PROMPT A
Reproduce the records word for word, from the line containing "Could you please indicate the white cloud" through the final line of the records, inclusive.
PROMPT B
Carry on the passage about the legal history of wiretapping, picking up right after its last sentence.

ARTICLE
The practice of intercepting others' wire, oral, or electronic communications by any means, typically without the consent or knowledge of the parties to the communications. At least since the mid-1880s, when telegraph and telephone communication were invented, people have found ways to intercept those communications by tapping the wires that carried the signal transmissions. And before telephones and telegraphs, neighbors leaned up against neighbors' walls to listen or peered through windows to peek. That long history of wiretapping notwithstanding, American courts did not consider its legality until the 1920s, when Roy Olmstead, an alcohol bootlegger, was convicted with evidence obtained in part from a wiretap of his telephone conversations. The U.S. Supreme Court upheld the constitutionality of the Olmstead wiretap because the conversations had been intercepted by investigators without physically entering Olmstead's property. Instead, the investigators had intercepted the conversations by tapping the wires outside Olmstead's property.

In the 1930s, Congress passed the first anti-wiretapping law, making wiretapping a crime and making evidence obtained by wiretapping inadmissible in court. By the 1960s, law enforcement had thought of a new twist: intercepting telephone conversations at public telephone booths by placing a transmitter that transmitted one side of the conversation to officers listening nearby. That method did not require that any wires be tapped. This issue came before the Supreme Court in the mid-1960s in Katz v. United States, a landmark opinion. In Katz, the Court held that physical intrusion into a protected space was not required to constitute Wiretapping; rather, interception of communications was illegal if the speaker had a reasonable expectation that the conversation was private—the so-called objective and subjective reasonable expectation of privacy principle. That two-pronged principle, that conversations and other tangible and intangible items were private as long as the person claiming the privacy had a subjectively reasonable belief it was private and that the privacy was of a type that society would objectively deem reasonable, continued for decades.

PROVIDED DATA
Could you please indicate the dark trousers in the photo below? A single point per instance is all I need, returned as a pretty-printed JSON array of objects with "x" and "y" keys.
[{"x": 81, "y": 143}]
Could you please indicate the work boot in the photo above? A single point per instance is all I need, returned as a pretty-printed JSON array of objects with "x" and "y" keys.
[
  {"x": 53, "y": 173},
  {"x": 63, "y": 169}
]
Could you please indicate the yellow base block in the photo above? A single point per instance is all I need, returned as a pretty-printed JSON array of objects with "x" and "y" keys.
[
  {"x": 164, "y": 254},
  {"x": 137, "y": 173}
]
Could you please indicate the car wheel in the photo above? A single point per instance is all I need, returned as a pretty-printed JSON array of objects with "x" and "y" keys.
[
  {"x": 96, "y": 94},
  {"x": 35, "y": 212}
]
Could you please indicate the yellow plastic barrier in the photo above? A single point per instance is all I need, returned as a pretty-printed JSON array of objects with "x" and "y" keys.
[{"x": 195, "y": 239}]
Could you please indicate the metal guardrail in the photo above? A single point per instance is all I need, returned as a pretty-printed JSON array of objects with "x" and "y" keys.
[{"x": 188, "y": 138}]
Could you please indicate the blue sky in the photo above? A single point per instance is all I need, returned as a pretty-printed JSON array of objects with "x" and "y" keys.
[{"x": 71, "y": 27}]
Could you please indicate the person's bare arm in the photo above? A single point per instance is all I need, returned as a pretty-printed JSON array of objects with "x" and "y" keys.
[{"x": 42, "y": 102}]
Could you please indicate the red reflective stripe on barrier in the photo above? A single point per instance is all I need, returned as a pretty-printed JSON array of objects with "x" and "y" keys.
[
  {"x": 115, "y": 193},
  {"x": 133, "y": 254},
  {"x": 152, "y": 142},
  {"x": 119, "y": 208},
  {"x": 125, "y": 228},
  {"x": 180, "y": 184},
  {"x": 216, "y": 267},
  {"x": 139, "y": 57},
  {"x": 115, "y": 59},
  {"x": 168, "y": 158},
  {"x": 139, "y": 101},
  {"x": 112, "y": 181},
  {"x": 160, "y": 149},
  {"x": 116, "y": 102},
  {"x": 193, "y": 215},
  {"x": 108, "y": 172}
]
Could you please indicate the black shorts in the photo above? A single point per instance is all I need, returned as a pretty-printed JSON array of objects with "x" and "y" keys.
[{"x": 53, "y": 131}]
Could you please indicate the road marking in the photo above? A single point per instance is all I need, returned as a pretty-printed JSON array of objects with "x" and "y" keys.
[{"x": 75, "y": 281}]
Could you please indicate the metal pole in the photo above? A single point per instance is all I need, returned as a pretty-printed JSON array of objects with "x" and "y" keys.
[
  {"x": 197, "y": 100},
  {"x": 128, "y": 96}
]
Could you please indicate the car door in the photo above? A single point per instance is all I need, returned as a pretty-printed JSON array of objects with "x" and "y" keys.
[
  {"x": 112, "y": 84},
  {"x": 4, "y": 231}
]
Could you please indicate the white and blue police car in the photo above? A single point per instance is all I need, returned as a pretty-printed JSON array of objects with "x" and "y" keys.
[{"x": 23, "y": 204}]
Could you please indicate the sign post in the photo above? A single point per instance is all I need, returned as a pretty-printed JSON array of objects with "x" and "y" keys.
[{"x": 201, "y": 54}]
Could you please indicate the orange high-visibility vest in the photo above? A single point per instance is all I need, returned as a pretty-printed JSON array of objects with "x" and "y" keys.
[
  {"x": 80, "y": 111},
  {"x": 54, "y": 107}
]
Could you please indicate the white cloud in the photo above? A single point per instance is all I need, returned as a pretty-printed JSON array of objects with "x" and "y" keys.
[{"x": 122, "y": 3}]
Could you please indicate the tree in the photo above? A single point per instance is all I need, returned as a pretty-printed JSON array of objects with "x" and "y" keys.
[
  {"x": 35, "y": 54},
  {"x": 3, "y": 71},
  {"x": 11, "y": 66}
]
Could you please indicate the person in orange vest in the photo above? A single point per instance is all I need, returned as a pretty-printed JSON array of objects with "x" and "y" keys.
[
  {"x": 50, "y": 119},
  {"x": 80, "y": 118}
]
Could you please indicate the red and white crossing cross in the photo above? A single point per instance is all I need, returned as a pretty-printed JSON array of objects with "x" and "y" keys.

TASK RESULT A
Could you please indicate the white cloud in the photo above? A single point per instance is all I need, returned as a pretty-printed JSON array of objects with "x" and "y" keys.
[{"x": 122, "y": 3}]
Could you please indicate the tree in the photo above? A single point per instance is all I need, returned as a pretty-printed JSON array of objects with "x" and "y" keys.
[
  {"x": 35, "y": 54},
  {"x": 3, "y": 71},
  {"x": 11, "y": 66}
]
Could you please indicate the person in orange vest in the photo above? A single point per instance is all I need, returned as a pretty-printed JSON array of objects with "x" and "y" keys.
[
  {"x": 50, "y": 119},
  {"x": 80, "y": 118}
]
Could you please indicate the red and white crossing cross in the photo above? A single point per instance is all I need, returned as a pretty-printed JSON array of objects with "x" and "y" keys.

TASK RESULT B
Shortly after the Katz opinion, Congress enacted Title III of the Omnibus Crime Control Act of 1968, which controls at the federal level interception of wire, oral, and electronic communications. Title III provides that wiretaps must be supported by a warrant, necessity, and probable cause, and must be executed only in relation to specific predicate acts, within a limited time and topic scope, and in a manner that minimizes the likelihood of intercepting communications beyond the target of the wiretap warrant:

  • Wiretaps must be authorized by a judge upon a very detailed and specific showing of facts supporting the need and justifications for the wiretap (the warrant requirement). Some wiretap warrant applications are over 200 pages long! The judge authorizing the wiretap warrant must be neutral and detached; in other words, he or she will not benefit from the wiretap and has no personal interest in the outcome of the wiretap.

  • Wiretaps will be issued only if there is a showing that other investigative techniques have been tried and failed, are unlikely to be successful if attempted, or are too dangerous to try (the necessity requirement).

  • All the findings must be supported by probable cause, that is, sufficient to lead a reasonable person in like circumstances to believe there was adequate support for the wiretap and that the wiretap was necessary (the probable cause requirement). The probable cause standard for a wiretap warrant is generally considered much more demanding than the quantum of probable cause needed to support a regular warrant or to support a person's arrest.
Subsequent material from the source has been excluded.